What is being asked: Reproduce word for word the lines of the records below, starting at the line that contains "Test yourself! Look at the image and find the blurred" and ending at the line that contains "[136,92,209,105]", with both of those lines included.

* BEGIN *

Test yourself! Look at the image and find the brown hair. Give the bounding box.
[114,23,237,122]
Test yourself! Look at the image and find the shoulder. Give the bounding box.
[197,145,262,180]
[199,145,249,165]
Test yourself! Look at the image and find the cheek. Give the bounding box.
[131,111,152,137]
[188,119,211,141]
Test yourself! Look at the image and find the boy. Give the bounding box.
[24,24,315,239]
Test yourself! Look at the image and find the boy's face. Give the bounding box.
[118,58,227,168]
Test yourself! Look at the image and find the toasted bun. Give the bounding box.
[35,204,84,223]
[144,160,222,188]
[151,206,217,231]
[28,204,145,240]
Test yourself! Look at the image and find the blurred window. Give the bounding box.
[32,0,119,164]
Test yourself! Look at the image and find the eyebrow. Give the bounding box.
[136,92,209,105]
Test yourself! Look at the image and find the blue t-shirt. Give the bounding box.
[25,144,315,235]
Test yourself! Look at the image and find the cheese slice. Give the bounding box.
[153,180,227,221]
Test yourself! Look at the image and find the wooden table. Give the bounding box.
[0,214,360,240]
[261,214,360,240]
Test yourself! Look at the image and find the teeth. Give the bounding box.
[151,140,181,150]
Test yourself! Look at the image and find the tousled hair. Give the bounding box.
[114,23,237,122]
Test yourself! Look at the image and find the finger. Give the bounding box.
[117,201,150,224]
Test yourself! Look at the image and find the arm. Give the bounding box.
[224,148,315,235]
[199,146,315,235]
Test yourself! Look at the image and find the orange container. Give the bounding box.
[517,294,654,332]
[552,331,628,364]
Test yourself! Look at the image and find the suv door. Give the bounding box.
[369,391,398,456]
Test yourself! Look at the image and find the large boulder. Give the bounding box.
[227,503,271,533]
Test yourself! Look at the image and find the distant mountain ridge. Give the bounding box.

* END *

Solution for this task:
Test yourself! Look at the image and find the blurred window. Give the bounding box.
[32,0,119,164]
Test yourself! Look at the image and find the eyebrow. Give the bounding box.
[136,92,209,105]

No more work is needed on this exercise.